======== SUPPLIED ENTRIES ========

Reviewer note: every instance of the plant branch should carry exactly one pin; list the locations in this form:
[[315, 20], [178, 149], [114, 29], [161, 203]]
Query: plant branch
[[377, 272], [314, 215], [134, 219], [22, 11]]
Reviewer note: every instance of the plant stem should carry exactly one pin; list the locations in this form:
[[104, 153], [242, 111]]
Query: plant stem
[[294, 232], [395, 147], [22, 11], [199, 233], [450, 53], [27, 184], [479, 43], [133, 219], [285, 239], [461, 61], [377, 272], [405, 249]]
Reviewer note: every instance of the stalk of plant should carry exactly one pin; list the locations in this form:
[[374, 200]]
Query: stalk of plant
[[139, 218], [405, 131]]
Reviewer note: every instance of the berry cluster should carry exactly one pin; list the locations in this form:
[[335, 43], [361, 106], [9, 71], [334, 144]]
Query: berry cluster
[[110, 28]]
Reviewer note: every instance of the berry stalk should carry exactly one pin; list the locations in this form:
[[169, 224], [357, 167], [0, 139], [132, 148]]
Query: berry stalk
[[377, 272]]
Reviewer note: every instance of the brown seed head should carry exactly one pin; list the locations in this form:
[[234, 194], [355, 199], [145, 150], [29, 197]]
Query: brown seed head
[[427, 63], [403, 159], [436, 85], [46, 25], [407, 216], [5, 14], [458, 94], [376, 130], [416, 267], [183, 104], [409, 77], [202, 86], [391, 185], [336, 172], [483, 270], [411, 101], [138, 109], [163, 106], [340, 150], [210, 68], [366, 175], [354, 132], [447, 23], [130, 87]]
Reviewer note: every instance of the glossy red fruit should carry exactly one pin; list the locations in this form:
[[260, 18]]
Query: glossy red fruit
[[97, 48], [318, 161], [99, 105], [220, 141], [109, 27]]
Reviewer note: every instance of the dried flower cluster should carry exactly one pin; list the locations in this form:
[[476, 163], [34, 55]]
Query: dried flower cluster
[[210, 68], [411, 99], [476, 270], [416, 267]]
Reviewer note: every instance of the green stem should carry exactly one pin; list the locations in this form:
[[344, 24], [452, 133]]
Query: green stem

========

All lines above from the one with "[[260, 18]]" to the one with "[[476, 163], [34, 55]]", inclusive, should be copied exactly, and no other lines.

**SOLUTION**
[[260, 18]]
Query: glossy red fruit
[[97, 48], [318, 161], [99, 105], [220, 141], [109, 27]]
Reviewer note: every instance of the dried flower cluster should carry exactly one pin; list the locations in this form:
[[476, 163], [34, 55]]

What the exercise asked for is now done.